⟨

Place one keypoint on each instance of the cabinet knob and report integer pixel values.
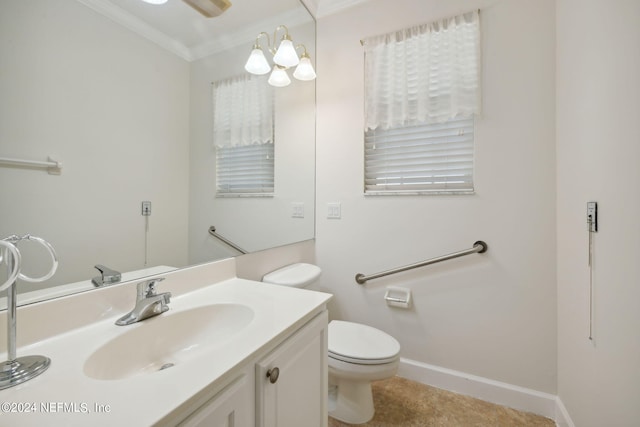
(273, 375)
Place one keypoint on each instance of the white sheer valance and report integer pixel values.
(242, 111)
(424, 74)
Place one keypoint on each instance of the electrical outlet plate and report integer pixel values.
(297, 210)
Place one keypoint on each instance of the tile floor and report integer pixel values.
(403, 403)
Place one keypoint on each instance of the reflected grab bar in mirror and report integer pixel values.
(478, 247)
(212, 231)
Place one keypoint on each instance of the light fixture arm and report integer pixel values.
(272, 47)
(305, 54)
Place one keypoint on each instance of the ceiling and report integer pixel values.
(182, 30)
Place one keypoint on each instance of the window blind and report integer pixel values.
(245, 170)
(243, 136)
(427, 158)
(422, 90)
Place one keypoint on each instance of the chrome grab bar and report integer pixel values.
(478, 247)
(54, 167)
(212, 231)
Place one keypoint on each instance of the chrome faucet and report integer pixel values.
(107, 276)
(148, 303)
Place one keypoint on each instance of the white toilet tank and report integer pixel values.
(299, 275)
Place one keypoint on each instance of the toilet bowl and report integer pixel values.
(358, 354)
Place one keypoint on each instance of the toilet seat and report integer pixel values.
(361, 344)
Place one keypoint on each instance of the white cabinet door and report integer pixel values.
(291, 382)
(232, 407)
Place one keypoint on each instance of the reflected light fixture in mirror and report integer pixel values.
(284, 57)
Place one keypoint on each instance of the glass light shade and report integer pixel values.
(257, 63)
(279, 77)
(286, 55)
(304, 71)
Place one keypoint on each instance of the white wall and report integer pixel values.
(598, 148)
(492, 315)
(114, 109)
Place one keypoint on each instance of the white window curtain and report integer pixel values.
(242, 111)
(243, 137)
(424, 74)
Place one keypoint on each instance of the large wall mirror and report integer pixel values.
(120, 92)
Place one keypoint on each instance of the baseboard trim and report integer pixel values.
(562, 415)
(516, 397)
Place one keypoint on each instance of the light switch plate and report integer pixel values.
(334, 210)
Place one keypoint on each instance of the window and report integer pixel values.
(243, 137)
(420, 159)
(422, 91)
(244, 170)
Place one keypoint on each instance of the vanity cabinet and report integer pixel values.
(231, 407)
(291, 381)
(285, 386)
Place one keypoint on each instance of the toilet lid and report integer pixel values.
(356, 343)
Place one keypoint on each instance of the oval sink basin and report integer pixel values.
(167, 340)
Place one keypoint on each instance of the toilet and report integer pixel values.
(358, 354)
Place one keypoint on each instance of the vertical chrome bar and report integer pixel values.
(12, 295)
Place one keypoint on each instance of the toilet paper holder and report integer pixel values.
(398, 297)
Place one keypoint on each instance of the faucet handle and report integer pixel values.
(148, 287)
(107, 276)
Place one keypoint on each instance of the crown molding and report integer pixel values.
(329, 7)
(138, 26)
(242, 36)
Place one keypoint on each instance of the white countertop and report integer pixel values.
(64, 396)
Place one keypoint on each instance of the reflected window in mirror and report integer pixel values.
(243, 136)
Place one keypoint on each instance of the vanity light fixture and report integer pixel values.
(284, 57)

⟩
⟨

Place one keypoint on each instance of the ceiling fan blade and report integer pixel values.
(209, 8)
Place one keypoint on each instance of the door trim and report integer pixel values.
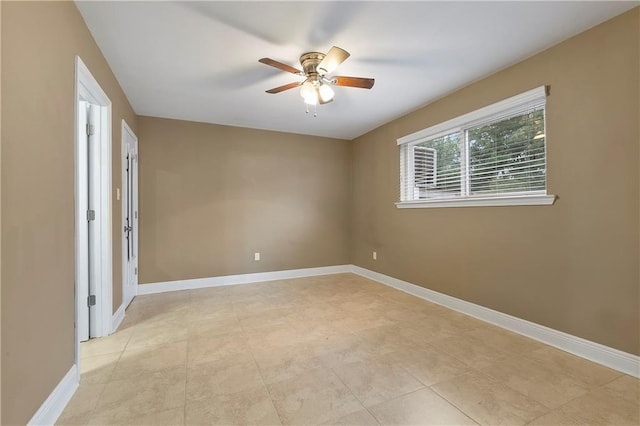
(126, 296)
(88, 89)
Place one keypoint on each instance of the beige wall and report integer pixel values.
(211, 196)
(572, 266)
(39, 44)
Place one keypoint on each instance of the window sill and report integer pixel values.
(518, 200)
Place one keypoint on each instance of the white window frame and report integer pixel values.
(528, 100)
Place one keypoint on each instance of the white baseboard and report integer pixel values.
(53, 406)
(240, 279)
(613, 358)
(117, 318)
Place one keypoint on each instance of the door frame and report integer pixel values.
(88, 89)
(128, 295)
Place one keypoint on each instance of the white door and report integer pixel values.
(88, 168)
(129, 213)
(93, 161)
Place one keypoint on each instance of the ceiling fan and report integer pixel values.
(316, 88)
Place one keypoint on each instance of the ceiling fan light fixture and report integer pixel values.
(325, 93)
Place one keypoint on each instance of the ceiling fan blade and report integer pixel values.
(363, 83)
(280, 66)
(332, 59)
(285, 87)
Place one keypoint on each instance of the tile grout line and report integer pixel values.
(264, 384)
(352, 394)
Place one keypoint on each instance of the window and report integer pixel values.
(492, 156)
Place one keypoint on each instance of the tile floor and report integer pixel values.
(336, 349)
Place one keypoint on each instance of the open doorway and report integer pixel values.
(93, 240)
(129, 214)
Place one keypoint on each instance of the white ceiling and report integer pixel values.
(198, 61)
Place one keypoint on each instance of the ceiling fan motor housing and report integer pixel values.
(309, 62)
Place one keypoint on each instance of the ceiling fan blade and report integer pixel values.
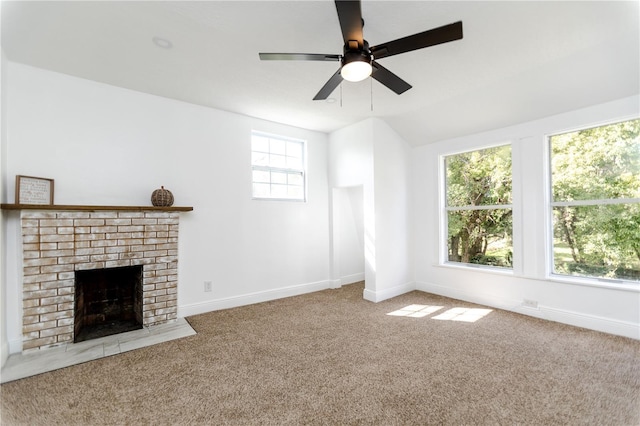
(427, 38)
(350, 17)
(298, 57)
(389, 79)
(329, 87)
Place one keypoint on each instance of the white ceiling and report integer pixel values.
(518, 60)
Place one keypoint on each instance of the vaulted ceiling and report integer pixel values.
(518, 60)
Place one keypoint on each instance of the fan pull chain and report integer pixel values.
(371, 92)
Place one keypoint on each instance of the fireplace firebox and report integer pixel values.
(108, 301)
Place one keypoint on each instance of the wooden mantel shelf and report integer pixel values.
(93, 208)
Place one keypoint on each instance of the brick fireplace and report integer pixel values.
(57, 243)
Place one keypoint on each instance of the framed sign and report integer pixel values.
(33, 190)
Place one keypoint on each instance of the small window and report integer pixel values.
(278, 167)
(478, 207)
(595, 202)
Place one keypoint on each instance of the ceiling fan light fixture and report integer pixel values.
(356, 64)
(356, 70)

⟩
⟨

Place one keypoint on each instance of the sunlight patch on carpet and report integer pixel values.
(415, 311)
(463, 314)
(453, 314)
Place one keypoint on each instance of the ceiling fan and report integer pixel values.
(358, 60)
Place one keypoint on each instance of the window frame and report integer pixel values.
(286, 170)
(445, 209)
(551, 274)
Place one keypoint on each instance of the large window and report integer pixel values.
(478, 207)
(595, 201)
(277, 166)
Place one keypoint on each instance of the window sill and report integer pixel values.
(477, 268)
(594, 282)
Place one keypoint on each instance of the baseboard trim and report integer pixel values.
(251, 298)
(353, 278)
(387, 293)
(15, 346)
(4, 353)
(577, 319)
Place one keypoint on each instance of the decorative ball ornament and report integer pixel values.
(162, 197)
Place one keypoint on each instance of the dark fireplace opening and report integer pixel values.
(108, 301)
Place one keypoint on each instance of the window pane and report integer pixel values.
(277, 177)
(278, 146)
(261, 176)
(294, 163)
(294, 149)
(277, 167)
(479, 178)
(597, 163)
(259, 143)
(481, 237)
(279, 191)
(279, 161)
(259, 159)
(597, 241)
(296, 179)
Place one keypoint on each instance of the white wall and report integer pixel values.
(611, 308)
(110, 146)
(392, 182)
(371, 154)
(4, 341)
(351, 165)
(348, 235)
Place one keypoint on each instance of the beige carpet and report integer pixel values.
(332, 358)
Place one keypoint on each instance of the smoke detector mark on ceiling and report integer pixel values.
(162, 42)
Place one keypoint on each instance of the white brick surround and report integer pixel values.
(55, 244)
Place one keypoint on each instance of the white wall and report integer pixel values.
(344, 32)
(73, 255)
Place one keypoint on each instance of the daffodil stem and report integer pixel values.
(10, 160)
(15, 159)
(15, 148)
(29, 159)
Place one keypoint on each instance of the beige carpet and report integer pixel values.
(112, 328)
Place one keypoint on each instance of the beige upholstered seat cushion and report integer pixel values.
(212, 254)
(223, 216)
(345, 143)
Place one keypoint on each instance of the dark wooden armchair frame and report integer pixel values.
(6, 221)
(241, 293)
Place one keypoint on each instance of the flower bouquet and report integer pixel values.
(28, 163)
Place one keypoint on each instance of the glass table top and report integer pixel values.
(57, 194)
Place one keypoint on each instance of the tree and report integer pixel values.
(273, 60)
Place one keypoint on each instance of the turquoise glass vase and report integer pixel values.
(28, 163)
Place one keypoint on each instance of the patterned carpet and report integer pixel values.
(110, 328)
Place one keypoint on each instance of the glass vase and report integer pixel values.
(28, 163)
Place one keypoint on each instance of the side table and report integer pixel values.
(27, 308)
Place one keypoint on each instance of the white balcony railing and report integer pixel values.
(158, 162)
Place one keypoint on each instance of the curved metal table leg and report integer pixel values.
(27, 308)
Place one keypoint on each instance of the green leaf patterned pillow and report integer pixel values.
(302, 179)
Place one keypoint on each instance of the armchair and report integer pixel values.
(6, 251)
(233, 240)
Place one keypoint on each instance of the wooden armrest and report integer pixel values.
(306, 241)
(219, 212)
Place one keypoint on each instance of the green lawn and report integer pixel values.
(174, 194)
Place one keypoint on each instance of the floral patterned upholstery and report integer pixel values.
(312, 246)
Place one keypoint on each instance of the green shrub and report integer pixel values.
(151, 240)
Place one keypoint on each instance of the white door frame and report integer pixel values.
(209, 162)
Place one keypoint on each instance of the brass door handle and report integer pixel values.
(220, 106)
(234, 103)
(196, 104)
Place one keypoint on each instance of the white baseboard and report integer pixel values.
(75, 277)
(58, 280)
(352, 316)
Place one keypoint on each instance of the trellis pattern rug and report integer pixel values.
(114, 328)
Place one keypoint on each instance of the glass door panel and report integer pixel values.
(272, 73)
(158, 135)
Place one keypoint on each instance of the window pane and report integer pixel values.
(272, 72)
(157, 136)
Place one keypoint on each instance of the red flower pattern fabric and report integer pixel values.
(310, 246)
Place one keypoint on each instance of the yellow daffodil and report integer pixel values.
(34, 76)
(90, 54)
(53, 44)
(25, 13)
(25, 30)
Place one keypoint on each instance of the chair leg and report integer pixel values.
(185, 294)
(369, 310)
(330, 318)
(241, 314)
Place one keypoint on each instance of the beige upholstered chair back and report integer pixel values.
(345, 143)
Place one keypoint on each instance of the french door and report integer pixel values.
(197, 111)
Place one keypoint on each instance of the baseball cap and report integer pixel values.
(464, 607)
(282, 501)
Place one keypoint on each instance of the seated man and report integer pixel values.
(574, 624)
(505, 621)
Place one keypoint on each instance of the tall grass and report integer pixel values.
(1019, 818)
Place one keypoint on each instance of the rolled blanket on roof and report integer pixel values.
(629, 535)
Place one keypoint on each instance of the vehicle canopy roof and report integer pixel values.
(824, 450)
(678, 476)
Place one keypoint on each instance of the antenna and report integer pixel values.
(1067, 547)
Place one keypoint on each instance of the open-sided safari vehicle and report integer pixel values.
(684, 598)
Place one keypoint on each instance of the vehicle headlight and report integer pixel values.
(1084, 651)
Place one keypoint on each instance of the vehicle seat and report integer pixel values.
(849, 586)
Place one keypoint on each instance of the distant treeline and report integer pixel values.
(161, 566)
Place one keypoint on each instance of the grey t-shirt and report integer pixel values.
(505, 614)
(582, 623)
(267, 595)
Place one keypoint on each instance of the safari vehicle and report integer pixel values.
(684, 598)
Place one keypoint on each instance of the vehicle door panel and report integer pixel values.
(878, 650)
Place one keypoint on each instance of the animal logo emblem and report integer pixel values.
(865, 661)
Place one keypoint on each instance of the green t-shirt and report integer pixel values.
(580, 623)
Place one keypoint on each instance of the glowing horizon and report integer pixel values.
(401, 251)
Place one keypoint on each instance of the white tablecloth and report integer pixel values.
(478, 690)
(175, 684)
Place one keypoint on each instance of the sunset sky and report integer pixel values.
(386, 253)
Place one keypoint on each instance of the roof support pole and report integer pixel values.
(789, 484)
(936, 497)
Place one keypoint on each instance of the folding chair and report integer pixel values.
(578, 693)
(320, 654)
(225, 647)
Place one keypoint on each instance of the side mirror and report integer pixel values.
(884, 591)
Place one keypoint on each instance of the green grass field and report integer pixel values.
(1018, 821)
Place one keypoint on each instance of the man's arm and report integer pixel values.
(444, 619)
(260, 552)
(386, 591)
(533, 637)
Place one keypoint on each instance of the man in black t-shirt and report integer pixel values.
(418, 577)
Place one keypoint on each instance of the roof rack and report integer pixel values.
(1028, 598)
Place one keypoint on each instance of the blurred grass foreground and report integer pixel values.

⟩

TO DO: Give again the records from the line with "Place one keypoint on each instance of the sunset" to the line with "Place one keypoint on each instance of the blurred", swapping "folding chair" for "camping chair" and leaving everything else unchanged.

SOLUTION FOR THIS TASK:
Place one keypoint on each instance of the sunset sky and report integer pixel values.
(386, 253)
Place one keypoint on each instance of the roof support pole and report integer pixel values.
(789, 484)
(936, 497)
Place one keypoint on each instance of the camping chair and report integer pixel values.
(578, 693)
(320, 654)
(225, 647)
Place one keypoint on each instance of the side mirror and report integer pixel values.
(884, 591)
Place one keypoint on each instance of the green grass field and report integer pixel values.
(1018, 821)
Place one keypoint on each instance of the man's arm and report integer pixel values.
(444, 619)
(260, 552)
(386, 591)
(533, 637)
Place one keypoint on each instance of the man in black t-shirt and report integer pixel values.
(418, 577)
Place one keypoint on each instance of the roof rack and report integer pixel values.
(1028, 598)
Place one keypoint on each instance of the blurred grass foreground and report integer pixel values.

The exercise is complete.